start Provided information

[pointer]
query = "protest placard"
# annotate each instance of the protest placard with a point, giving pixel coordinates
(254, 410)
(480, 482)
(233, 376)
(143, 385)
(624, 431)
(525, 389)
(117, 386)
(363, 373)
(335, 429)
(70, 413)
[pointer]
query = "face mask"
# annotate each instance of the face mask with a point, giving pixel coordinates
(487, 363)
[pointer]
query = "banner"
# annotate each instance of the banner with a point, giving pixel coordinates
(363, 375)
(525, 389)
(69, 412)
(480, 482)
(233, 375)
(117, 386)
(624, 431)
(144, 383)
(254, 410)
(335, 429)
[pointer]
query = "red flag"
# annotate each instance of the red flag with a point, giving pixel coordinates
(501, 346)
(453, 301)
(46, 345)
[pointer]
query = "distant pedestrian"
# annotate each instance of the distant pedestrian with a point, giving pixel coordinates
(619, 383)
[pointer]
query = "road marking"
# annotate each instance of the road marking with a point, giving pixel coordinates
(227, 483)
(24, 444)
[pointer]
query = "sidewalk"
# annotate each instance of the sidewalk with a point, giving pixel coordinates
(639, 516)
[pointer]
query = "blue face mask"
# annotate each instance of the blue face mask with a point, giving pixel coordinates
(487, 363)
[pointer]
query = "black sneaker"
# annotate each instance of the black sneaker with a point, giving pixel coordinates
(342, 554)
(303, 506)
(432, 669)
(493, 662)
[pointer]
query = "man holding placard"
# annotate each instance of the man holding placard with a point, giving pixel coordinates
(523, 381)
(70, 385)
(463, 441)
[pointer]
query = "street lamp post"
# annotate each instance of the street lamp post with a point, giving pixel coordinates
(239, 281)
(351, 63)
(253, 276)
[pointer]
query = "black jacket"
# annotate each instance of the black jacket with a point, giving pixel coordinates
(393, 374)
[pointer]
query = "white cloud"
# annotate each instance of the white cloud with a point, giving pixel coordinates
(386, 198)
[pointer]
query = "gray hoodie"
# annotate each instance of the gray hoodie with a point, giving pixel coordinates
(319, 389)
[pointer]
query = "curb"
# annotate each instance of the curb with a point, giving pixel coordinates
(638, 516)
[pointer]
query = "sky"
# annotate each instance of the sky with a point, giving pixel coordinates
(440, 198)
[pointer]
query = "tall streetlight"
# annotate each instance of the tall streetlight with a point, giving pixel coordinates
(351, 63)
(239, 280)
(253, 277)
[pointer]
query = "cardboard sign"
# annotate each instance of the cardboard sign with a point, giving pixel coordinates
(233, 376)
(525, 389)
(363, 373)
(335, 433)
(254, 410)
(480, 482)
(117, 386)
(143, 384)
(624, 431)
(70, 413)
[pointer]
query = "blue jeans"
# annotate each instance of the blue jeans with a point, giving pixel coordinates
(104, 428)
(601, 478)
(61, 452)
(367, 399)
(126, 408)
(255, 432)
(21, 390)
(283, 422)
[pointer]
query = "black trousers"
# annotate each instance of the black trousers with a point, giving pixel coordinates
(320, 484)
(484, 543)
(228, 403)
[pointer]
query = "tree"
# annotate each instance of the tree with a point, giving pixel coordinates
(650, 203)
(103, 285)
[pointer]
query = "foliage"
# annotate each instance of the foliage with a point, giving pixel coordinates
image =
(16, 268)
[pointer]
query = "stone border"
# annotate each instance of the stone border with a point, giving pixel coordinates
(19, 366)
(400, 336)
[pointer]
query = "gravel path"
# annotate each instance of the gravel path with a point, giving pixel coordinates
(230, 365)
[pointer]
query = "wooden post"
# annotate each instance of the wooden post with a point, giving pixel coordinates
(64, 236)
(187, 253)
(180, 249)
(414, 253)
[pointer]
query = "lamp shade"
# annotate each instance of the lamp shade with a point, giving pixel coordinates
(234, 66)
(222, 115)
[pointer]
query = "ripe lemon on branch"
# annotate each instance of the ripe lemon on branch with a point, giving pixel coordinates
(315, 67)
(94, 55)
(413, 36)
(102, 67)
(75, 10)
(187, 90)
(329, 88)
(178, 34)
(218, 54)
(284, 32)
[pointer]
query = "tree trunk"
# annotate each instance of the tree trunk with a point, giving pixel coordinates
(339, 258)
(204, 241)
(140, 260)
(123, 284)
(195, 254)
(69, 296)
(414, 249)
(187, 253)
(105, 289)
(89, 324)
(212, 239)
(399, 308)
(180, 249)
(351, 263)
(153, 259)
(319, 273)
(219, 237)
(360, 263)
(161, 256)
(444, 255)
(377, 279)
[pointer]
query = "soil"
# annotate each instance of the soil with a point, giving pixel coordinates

end Provided information

-- What is being asked --
Return the listing above in full, character for character.

-- Correct result --
[pointer]
query = "protest placard"
# annotate each instance of the protest placard with a point, giving pixel coordinates
(254, 410)
(480, 482)
(233, 376)
(143, 385)
(624, 431)
(525, 389)
(117, 386)
(363, 373)
(335, 429)
(70, 413)
[pointer]
query = "face mask"
# annotate each instance of the face mask with a point, giving pixel coordinates
(487, 363)
[pointer]
query = "banner"
# annotate each instance of the banner with a point, giving pixel coordinates
(363, 375)
(525, 389)
(69, 412)
(480, 482)
(233, 375)
(117, 386)
(624, 431)
(144, 383)
(254, 410)
(335, 429)
[pointer]
query = "red flag"
# annotate each instance of the red flag with a point, giving pixel coordinates
(501, 346)
(453, 301)
(46, 345)
[pointer]
query = "distant pedestrian"
# annotate each instance of the distant pedestrian with a point, giving pixel coordinates
(619, 383)
[pointer]
query = "road marking"
# annotate each instance of the road marking with a point, giving pixel coordinates
(227, 483)
(24, 444)
[pointer]
query = "sidewalk"
# annotate each instance of the sidewalk with a point, giving pixel coordinates
(639, 516)
[pointer]
query = "blue face mask"
# annotate each instance of the blue face mask with a point, giving pixel coordinates
(487, 363)
[pointer]
query = "black sneaker"
# annotate each instance of the black sneaker with a point, giving pixel coordinates
(342, 554)
(303, 506)
(432, 669)
(493, 662)
[pointer]
query = "man holding placard"
# annotate each instance of the man holding placard with a point, giving pixel coordinates
(523, 381)
(70, 385)
(463, 441)
[pointer]
query = "street lamp post"
# annotate each instance of the street lamp post with a point, giving pixel coordinates
(239, 281)
(351, 63)
(253, 276)
[pointer]
query = "black jacket"
# annotate each instance of the black jacket with a point, giving pixel coordinates
(393, 374)
[pointer]
query = "white cloud"
# annotate each instance of the white cloud with a point, giving pixel coordinates
(386, 198)
[pointer]
query = "gray hoodie"
# annotate each instance of the gray hoodie with a point, giving pixel coordinates
(319, 389)
[pointer]
query = "curb"
# annotate each instance of the curb with a point, giving pixel coordinates
(638, 516)
[pointer]
query = "sky"
# annotate each instance of the sky with a point, giving pixel coordinates
(440, 198)
[pointer]
query = "tall streetlight"
# annotate each instance of the tall streetlight with a point, giving pixel coordinates
(351, 63)
(239, 280)
(253, 277)
[pointer]
query = "cardboard sign"
# annotate each instance of the cardboard sign with a point, giving pixel coordinates
(233, 376)
(525, 389)
(363, 373)
(335, 433)
(254, 410)
(480, 482)
(117, 386)
(143, 384)
(624, 431)
(70, 413)
[pointer]
query = "blue jeans"
# annotate each instance of the blue jeans with a point, giving pixel coordinates
(104, 428)
(601, 478)
(61, 452)
(367, 399)
(126, 408)
(255, 432)
(21, 390)
(283, 422)
[pointer]
query = "black trousers"
# annotate each instance of the black trousers with a point, giving pixel coordinates
(320, 484)
(484, 543)
(228, 403)
[pointer]
query = "tree"
# annotate each instance of the tree with a point, giving pixel coordinates
(650, 203)
(103, 285)
[pointer]
query = "foliage"
# annotate each instance of the foliage with a point, giving pixel coordinates
image =
(16, 268)
[pointer]
query = "stone border"
# annotate each instance of the stone border with a point, giving pixel coordinates
(19, 366)
(400, 336)
[pointer]
query = "gravel path"
# annotate each instance of the gravel path with a point, giving pixel coordinates
(230, 365)
[pointer]
query = "wooden post"
# annotate each instance of the wooden post with a point, giving pixel coordinates
(64, 236)
(187, 253)
(180, 249)
(414, 253)
[pointer]
query = "lamp shade"
# annotate each instance of the lamp shade with a point, giving pixel coordinates
(234, 66)
(222, 115)
[pointer]
query = "ripe lemon on branch"
# annotate each instance of the ripe lemon on branch with a point, giving pixel coordinates
(315, 67)
(94, 55)
(413, 36)
(102, 67)
(75, 10)
(187, 90)
(329, 88)
(178, 34)
(218, 54)
(284, 32)
[pointer]
query = "tree trunk"
# annotate each instance of the tree trunk with a point, giving pixel coordinates
(339, 258)
(204, 241)
(140, 260)
(123, 284)
(195, 254)
(69, 296)
(414, 249)
(187, 253)
(105, 289)
(89, 324)
(212, 239)
(399, 308)
(180, 249)
(351, 263)
(153, 259)
(319, 273)
(219, 237)
(360, 263)
(161, 256)
(444, 255)
(377, 279)
[pointer]
query = "soil"
# annotate each instance of the soil with a point, giving pixel coordinates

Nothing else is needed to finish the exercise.